→ The problem
Rewrite the records starting at the line containing "negative clicks: (843, 218) (843, 188)" and running through the end, changing "rough mask" to "coarse mask" and leaving everything else as it is.

→ Data for processing
------------------------------------------------------------
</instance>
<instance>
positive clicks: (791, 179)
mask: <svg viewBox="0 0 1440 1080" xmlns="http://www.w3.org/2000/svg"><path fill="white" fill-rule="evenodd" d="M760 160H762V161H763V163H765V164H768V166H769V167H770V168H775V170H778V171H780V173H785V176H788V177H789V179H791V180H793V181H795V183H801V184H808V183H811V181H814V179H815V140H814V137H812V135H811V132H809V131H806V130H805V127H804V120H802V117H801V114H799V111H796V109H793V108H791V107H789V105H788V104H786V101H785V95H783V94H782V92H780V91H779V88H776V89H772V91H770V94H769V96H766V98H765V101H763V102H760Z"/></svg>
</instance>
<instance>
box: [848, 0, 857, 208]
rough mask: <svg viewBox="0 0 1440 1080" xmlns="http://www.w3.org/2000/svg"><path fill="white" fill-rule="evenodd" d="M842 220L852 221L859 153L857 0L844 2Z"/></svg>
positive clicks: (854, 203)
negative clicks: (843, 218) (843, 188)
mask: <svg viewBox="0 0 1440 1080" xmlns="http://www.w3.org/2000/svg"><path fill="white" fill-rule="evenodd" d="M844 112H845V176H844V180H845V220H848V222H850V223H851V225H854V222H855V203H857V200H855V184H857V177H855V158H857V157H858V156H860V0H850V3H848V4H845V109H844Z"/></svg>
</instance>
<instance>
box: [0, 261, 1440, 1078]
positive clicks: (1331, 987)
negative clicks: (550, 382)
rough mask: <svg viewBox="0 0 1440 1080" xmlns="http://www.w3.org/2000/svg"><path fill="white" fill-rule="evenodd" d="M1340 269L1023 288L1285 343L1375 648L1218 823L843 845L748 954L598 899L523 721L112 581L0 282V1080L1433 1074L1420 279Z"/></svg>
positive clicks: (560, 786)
------------------------------------------------------------
→ Exercise result
negative clicks: (843, 218) (843, 188)
mask: <svg viewBox="0 0 1440 1080" xmlns="http://www.w3.org/2000/svg"><path fill="white" fill-rule="evenodd" d="M844 112H845V176H844V180H845V220H848V222H850V223H851V225H854V222H855V203H857V200H855V184H857V177H855V158H857V157H858V156H860V0H850V3H848V4H845V109H844Z"/></svg>
</instance>
<instance>
box: [0, 261, 1440, 1078]
positive clicks: (1331, 987)
negative clicks: (550, 382)
coarse mask: <svg viewBox="0 0 1440 1080" xmlns="http://www.w3.org/2000/svg"><path fill="white" fill-rule="evenodd" d="M1340 269L1023 288L1285 343L1375 648L1218 823L843 845L748 954L598 899L523 721L112 581L0 282V1080L1433 1074L1420 279Z"/></svg>
positive clicks: (560, 786)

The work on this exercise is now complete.